*Gegebener Textauszug:*
= = = = = = =

Bin jetzt soweit, dass ich die den Button über die eindeutige ID (aus Datenbank) identifizieren kann. Es wird also 

*beispiel.jsp?id=396&submit=%C4ndern*

in der URL angezeigt.

Weitere Fragen folgen!!!

Gruß
Sascha


----------



## sop (7. Dez 2006)

HI!

Neues Übel. Ich stehe jetzt davor die Anweisung für das Auslesen der Datenbank in das Formular von ziel.jsp umzusetzen.
Ich bin also mit der richtigen ID auf die ziel.jsp gelangt. Wie kann ich nun am besten die Anweisung umsetzen. Ich habe an ein request gedacht, da ja ein <form> im Spiel ist. Nur hab ich keine gute Idee.

Sascha


----------



## SlaterB (7. Dez 2006)

'die Anweisung' klingt so abstrakt,
was ist das Problem?

aus der DB die Daten holen, mit einer Anweisung 'get Daten zu Id id',
und dann Daten anzeigen


----------



## Guest (7. Dez 2006)

Mit Anweisung meinte ich eine if-Anweisung, mit der ich in der _ziel.jsp_ prüfe, ob ein Button ausgelöst wurde. 

Dann würde ich den übergebenen Wert des Buttons ermitteln (wie weiß ich leider noch nicht) und die ID auslesen, damit ich mit diesem Wert dann den Datensatz aus der Datenbank bestimmen kann. Kommt das so hin?

= = = = = = =

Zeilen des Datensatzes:
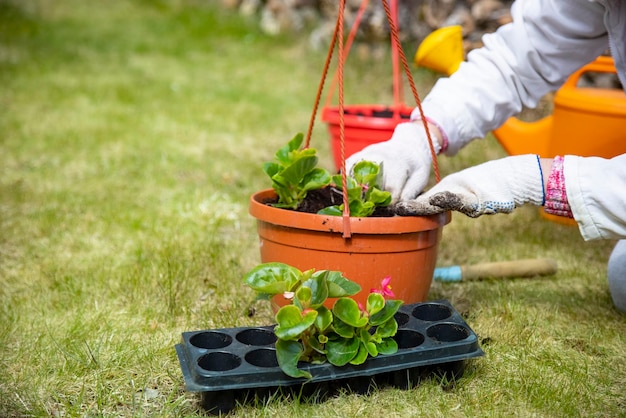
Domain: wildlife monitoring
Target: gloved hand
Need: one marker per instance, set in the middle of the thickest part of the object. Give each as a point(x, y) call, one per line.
point(405, 160)
point(497, 186)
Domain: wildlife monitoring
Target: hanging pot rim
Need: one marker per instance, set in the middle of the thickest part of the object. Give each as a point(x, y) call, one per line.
point(370, 225)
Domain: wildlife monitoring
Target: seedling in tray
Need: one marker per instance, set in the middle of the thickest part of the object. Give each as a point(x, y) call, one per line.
point(308, 331)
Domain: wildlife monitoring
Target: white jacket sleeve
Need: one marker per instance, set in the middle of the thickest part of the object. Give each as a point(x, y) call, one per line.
point(521, 62)
point(596, 191)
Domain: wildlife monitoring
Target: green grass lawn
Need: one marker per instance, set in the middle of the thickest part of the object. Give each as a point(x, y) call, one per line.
point(132, 133)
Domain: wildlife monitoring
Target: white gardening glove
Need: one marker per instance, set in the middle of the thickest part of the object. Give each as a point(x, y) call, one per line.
point(405, 160)
point(497, 186)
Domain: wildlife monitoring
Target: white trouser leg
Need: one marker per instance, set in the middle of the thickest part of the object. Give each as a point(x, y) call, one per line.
point(617, 275)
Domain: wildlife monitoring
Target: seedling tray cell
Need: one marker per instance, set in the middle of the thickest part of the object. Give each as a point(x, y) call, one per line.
point(223, 362)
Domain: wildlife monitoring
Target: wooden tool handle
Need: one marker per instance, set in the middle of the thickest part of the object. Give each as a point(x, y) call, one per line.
point(517, 268)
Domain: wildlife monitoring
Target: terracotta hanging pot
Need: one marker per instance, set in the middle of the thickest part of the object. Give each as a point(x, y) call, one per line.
point(404, 248)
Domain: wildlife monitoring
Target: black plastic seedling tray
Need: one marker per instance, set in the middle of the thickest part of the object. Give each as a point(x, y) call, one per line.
point(230, 363)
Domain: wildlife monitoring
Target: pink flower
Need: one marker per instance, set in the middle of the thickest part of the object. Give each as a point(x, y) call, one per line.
point(385, 288)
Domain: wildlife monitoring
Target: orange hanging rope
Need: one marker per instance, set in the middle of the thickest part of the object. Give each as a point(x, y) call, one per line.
point(344, 183)
point(338, 40)
point(320, 87)
point(396, 39)
point(349, 41)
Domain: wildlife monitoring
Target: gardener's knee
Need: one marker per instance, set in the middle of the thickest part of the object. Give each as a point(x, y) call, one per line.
point(617, 275)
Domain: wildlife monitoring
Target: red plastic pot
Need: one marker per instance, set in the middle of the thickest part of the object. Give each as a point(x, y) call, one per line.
point(363, 125)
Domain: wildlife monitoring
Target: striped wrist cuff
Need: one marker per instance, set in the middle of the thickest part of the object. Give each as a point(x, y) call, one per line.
point(556, 197)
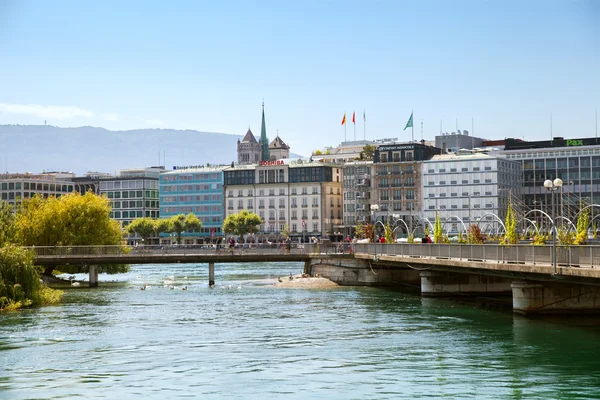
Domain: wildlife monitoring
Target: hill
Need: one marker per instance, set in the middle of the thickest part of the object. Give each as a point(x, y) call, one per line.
point(35, 148)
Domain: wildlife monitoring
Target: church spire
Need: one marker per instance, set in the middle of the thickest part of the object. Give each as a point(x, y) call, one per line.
point(264, 142)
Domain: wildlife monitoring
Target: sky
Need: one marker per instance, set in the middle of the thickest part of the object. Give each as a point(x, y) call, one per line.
point(522, 69)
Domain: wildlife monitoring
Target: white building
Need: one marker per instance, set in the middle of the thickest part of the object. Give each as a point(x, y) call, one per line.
point(469, 188)
point(304, 197)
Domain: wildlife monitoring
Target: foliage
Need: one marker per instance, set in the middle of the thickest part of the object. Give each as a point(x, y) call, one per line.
point(369, 232)
point(475, 235)
point(367, 152)
point(389, 234)
point(437, 229)
point(70, 220)
point(582, 228)
point(20, 284)
point(510, 235)
point(565, 236)
point(7, 222)
point(286, 231)
point(242, 223)
point(145, 227)
point(359, 230)
point(539, 239)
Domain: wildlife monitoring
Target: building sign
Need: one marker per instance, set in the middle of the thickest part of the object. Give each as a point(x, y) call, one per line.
point(396, 147)
point(269, 163)
point(574, 142)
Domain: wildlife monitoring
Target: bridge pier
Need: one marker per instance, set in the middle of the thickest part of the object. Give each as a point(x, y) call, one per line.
point(211, 274)
point(93, 275)
point(555, 298)
point(448, 284)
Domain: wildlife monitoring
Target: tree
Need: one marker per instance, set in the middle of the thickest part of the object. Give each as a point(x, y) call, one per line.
point(359, 230)
point(145, 227)
point(475, 235)
point(20, 284)
point(180, 223)
point(242, 223)
point(437, 229)
point(389, 233)
point(510, 235)
point(367, 152)
point(70, 220)
point(7, 222)
point(582, 228)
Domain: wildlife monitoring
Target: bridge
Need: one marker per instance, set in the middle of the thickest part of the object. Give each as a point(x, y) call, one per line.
point(524, 271)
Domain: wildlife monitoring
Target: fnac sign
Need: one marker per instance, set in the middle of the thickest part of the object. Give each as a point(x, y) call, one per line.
point(272, 162)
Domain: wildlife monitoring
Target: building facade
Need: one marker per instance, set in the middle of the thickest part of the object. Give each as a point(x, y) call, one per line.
point(468, 187)
point(133, 193)
point(197, 190)
point(16, 187)
point(398, 182)
point(304, 198)
point(357, 178)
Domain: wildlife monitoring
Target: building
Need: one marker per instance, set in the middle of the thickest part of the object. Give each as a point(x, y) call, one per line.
point(15, 187)
point(248, 149)
point(575, 161)
point(278, 150)
point(469, 187)
point(133, 193)
point(397, 182)
point(197, 190)
point(357, 178)
point(302, 197)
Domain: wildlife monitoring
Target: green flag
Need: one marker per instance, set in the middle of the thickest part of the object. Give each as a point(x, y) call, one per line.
point(409, 123)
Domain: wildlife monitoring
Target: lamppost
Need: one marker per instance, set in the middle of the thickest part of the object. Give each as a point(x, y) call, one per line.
point(374, 209)
point(553, 187)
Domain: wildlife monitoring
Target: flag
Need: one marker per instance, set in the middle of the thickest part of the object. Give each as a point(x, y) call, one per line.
point(409, 123)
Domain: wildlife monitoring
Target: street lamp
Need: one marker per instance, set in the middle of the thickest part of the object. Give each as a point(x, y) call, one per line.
point(553, 187)
point(374, 209)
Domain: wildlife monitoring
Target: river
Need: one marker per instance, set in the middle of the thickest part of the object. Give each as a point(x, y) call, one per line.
point(245, 339)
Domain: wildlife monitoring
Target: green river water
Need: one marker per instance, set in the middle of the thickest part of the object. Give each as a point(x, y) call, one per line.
point(245, 339)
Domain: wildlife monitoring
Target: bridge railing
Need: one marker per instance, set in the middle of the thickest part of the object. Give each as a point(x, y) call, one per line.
point(160, 250)
point(588, 256)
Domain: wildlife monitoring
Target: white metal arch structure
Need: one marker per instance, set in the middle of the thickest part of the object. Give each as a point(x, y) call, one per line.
point(585, 208)
point(449, 218)
point(497, 219)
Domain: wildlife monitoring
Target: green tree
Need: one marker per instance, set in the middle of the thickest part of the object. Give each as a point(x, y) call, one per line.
point(359, 230)
point(20, 284)
point(389, 233)
point(144, 227)
point(582, 228)
point(181, 223)
point(475, 236)
point(70, 220)
point(7, 223)
point(510, 235)
point(437, 229)
point(367, 152)
point(242, 223)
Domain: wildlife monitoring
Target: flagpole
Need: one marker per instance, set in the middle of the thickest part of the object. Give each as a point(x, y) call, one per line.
point(412, 128)
point(364, 125)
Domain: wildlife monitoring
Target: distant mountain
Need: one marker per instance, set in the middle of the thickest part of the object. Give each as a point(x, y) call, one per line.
point(35, 148)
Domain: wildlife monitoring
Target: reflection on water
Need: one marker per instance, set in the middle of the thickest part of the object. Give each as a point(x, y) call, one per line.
point(245, 339)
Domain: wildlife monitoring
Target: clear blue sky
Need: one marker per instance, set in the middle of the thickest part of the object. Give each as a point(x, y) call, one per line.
point(207, 65)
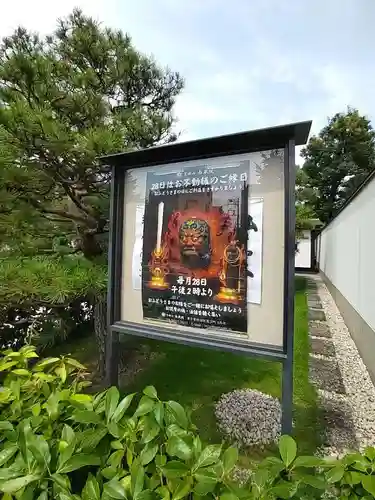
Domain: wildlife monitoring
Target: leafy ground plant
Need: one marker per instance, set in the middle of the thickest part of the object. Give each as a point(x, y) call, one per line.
point(56, 442)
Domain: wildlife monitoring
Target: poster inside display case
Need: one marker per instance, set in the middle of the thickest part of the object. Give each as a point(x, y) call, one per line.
point(197, 248)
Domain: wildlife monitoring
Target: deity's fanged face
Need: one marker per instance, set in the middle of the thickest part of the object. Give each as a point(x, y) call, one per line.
point(194, 236)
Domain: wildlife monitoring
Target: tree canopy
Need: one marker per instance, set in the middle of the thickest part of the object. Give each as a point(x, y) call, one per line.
point(82, 92)
point(337, 161)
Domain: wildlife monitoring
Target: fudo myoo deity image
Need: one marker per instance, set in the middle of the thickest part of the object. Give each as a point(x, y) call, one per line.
point(195, 248)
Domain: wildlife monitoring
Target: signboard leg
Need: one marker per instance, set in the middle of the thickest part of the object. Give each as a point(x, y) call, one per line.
point(287, 396)
point(112, 358)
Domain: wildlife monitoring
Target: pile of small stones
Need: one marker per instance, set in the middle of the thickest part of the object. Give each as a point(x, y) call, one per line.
point(249, 417)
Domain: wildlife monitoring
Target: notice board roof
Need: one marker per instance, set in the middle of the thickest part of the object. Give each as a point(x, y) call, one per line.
point(242, 142)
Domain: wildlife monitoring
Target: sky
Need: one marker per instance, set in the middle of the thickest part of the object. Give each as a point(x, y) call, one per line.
point(247, 63)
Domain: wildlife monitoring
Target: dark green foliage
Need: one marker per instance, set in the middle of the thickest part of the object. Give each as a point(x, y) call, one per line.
point(336, 162)
point(65, 100)
point(56, 442)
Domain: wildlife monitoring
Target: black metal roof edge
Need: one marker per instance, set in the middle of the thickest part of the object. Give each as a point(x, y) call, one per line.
point(354, 195)
point(240, 142)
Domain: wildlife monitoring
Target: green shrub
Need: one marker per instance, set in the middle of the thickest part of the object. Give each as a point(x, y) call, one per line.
point(59, 443)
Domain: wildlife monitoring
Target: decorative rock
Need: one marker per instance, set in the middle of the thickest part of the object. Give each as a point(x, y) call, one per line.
point(314, 296)
point(326, 375)
point(249, 417)
point(322, 346)
point(360, 391)
point(317, 329)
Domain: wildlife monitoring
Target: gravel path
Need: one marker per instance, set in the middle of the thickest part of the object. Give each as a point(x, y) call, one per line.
point(357, 404)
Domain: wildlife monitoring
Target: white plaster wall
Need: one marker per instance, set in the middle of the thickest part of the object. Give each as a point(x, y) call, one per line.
point(303, 256)
point(347, 253)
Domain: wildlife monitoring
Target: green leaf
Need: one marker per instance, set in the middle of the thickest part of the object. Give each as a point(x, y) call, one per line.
point(370, 452)
point(24, 432)
point(314, 481)
point(210, 455)
point(287, 449)
point(356, 477)
point(146, 405)
point(13, 485)
point(206, 475)
point(8, 364)
point(82, 399)
point(21, 372)
point(45, 362)
point(150, 391)
point(62, 481)
point(109, 472)
point(78, 461)
point(7, 453)
point(115, 430)
point(179, 414)
point(202, 488)
point(115, 458)
point(183, 489)
point(111, 401)
point(5, 425)
point(151, 429)
point(307, 461)
point(159, 413)
point(86, 417)
point(8, 473)
point(368, 482)
point(114, 489)
point(145, 495)
point(148, 453)
point(228, 495)
point(230, 458)
point(90, 438)
point(68, 434)
point(285, 490)
point(177, 447)
point(74, 363)
point(175, 430)
point(137, 478)
point(122, 407)
point(40, 449)
point(334, 475)
point(175, 468)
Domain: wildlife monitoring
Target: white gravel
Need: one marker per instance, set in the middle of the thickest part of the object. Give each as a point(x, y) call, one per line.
point(360, 391)
point(249, 417)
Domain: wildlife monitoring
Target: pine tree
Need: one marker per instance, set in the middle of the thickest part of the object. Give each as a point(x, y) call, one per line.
point(80, 93)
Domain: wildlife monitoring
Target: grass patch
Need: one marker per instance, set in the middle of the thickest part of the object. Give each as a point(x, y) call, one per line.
point(197, 378)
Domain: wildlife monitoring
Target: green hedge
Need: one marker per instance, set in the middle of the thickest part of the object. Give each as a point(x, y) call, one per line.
point(59, 443)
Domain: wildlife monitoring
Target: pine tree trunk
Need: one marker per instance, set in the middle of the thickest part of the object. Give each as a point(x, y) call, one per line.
point(100, 328)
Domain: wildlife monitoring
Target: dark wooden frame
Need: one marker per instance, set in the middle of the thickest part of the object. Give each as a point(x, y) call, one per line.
point(286, 137)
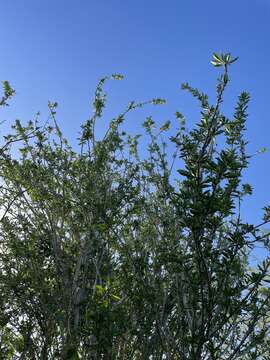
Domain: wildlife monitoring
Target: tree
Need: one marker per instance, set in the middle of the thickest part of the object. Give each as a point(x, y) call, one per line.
point(109, 254)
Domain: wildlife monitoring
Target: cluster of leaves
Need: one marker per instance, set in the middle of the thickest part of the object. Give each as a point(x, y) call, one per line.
point(104, 255)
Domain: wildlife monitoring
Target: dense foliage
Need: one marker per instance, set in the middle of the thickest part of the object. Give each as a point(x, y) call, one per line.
point(107, 253)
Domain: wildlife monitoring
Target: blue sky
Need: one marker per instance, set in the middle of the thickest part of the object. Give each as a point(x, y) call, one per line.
point(57, 50)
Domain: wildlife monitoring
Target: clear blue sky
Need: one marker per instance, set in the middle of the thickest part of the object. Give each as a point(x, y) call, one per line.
point(58, 49)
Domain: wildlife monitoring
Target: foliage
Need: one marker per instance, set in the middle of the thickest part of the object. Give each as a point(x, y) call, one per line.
point(109, 254)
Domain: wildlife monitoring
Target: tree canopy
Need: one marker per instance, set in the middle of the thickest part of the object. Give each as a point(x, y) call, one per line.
point(107, 252)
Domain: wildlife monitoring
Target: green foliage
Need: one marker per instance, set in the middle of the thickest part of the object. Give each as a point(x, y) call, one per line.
point(109, 254)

= = = = = = =

*Aufgabe im Detail:* Gib an, welche Art von Anweisung im Textauszug mit „die Anweisung“ gemeint ist.

*Lösung der Aufgabe:* Eine if-Anweisung, mit der in der ziel.jsp geprüft wird, ob ein Button ausgelöst wurde.